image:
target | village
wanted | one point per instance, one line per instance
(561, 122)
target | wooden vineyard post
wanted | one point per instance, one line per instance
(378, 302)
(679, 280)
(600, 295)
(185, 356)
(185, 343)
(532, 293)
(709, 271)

================

TASK INSTRUCTIONS - Copy task for the entries above: every line with the string "target".

ANSWER SECTION -
target | village
target | wooden vineyard post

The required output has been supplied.